• [Wyodrębniony tekst]:
Awanse "Kasty Sędziów Wyklętych". Brak doświadczenia i negatywne opinie nie są już problemem

Według sędziów nowa KRS ignoruje opinie samorządów sędziowskich, a o awansach decyduje według sobie tylko znanego klucza. - Przebieg dotychczasowych konkursów, które zakończyły się w KRS, rażąco odbiega od standardów, jakich należałoby oczekiwać - mówi rzeczniczka Sądu Apelacyjnego w Lublinie, Barbara du Chateau.
Zobacz wideo

Przez wiele miesięcy w sądach były wakaty, a Ministerstwo Sprawiedliwości nie "uruchamiało" nowych etatów. Od niedawna to się zmieniło. Na przykład w Lublinie ostatnio do obsadzenia było 15 etatów w Sądzie Okręgowym i 3 w Sądzie Apelacyjnym. Zgłosiło się kilkudziesięciu kandydatów

Procedura jest taka, że sędzia, który stara się o awans, sam zgłasza się do ogłoszonego przez ministra konkursu. Ocenę jego pracy (często obszerną, wielostronicową) przygotowuje wyznaczony sędzia wizytator; potem swoją opinię wydaje Kolegium Sędziów, by ostatecznie na temat danej kandydatury wypowiedziało się Zgromadzenie Ogólne Sędziów danej apelacji (w jego skład wchodzą wszyscy sędziowie z Sądu Apelacyjnego oraz reprezentanci sądów okręgowych i rejonowych).

• [Cel a]:
Przytocz dosłownie cały tekst o awansach sędziów.

• [Dane wejściowe]:
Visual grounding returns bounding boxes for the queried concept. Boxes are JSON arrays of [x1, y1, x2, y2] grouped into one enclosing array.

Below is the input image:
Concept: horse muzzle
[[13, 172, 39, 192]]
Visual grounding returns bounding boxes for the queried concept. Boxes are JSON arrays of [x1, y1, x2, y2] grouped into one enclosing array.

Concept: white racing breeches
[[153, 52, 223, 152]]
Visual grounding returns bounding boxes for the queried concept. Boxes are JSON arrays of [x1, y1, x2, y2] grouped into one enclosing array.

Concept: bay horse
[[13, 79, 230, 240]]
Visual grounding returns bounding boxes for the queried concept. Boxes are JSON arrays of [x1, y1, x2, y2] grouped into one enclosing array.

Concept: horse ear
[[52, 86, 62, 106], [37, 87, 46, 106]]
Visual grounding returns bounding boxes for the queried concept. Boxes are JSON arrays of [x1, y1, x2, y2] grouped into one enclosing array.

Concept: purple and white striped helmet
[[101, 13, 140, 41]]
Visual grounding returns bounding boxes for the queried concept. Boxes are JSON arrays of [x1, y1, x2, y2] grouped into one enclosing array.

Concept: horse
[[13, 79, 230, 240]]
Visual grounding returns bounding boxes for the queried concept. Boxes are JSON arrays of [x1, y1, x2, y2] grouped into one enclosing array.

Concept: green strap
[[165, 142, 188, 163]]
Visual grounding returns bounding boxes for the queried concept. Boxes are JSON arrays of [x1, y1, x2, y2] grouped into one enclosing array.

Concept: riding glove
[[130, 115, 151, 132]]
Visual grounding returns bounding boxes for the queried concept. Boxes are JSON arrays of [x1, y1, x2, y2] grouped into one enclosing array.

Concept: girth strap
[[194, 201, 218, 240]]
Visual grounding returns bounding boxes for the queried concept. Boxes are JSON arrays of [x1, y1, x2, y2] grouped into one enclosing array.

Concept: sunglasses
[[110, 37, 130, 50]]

• [Cel b]:
Wypisz bez żadnych zmian fragment rekordów od ich pierwszego wiersza do wiersza zawierającego "[[194, 201, 218, 240]]", z oboma końcami włącznie. Nie dodawaj nic poza tymi wierszami.

• [Wynik zadania a]:
Awanse "Kasty Sędziów Wyklętych". Brak doświadczenia i negatywne opinie nie są już problemem

Według sędziów nowa KRS ignoruje opinie samorządów sędziowskich, a o awansach decyduje według sobie tylko znanego klucza. - Przebieg dotychczasowych konkursów, które zakończyły się w KRS, rażąco odbiega od standardów, jakich należałoby oczekiwać - mówi rzeczniczka Sądu Apelacyjnego w Lublinie, Barbara du Chateau.
Zobacz wideo

Przez wiele miesięcy w sądach były wakaty, a Ministerstwo Sprawiedliwości nie "uruchamiało" nowych etatów. Od niedawna to się zmieniło. Na przykład w Lublinie ostatnio do obsadzenia było 15 etatów w Sądzie Okręgowym i 3 w Sądzie Apelacyjnym. Zgłosiło się kilkudziesięciu kandydatów

Procedura jest taka, że sędzia, który stara się o awans, sam zgłasza się do ogłoszonego przez ministra konkursu. Ocenę jego pracy (często obszerną, wielostronicową) przygotowuje wyznaczony sędzia wizytator; potem swoją opinię wydaje Kolegium Sędziów, by ostatecznie na temat danej kandydatury wypowiedziało się Zgromadzenie Ogólne Sędziów danej apelacji (w jego skład wchodzą wszyscy sędziowie z Sądu Apelacyjnego oraz reprezentanci sądów okręgowych i rejonowych).

• [Wynik zadania b]:
Visual grounding returns bounding boxes for the queried concept. Boxes are JSON arrays of [x1, y1, x2, y2] grouped into one enclosing array.

Below is the input image:
Concept: horse muzzle
[[13, 172, 39, 192]]
Visual grounding returns bounding boxes for the queried concept. Boxes are JSON arrays of [x1, y1, x2, y2] grouped into one enclosing array.

Concept: white racing breeches
[[153, 52, 223, 152]]
Visual grounding returns bounding boxes for the queried concept. Boxes are JSON arrays of [x1, y1, x2, y2] grouped into one enclosing array.

Concept: bay horse
[[13, 79, 230, 240]]
Visual grounding returns bounding boxes for the queried concept. Boxes are JSON arrays of [x1, y1, x2, y2] grouped into one enclosing array.

Concept: horse ear
[[52, 86, 62, 106], [37, 87, 46, 106]]
Visual grounding returns bounding boxes for the queried concept. Boxes are JSON arrays of [x1, y1, x2, y2] grouped into one enclosing array.

Concept: purple and white striped helmet
[[101, 13, 140, 41]]
Visual grounding returns bounding boxes for the queried concept. Boxes are JSON arrays of [x1, y1, x2, y2] grouped into one enclosing array.

Concept: horse
[[13, 79, 230, 240]]
Visual grounding returns bounding boxes for the queried concept. Boxes are JSON arrays of [x1, y1, x2, y2] grouped into one enclosing array.

Concept: green strap
[[165, 142, 188, 163]]
Visual grounding returns bounding boxes for the queried concept. Boxes are JSON arrays of [x1, y1, x2, y2] grouped into one enclosing array.

Concept: riding glove
[[130, 115, 151, 132]]
Visual grounding returns bounding boxes for the queried concept. Boxes are JSON arrays of [x1, y1, x2, y2] grouped into one enclosing array.

Concept: girth strap
[[194, 201, 218, 240]]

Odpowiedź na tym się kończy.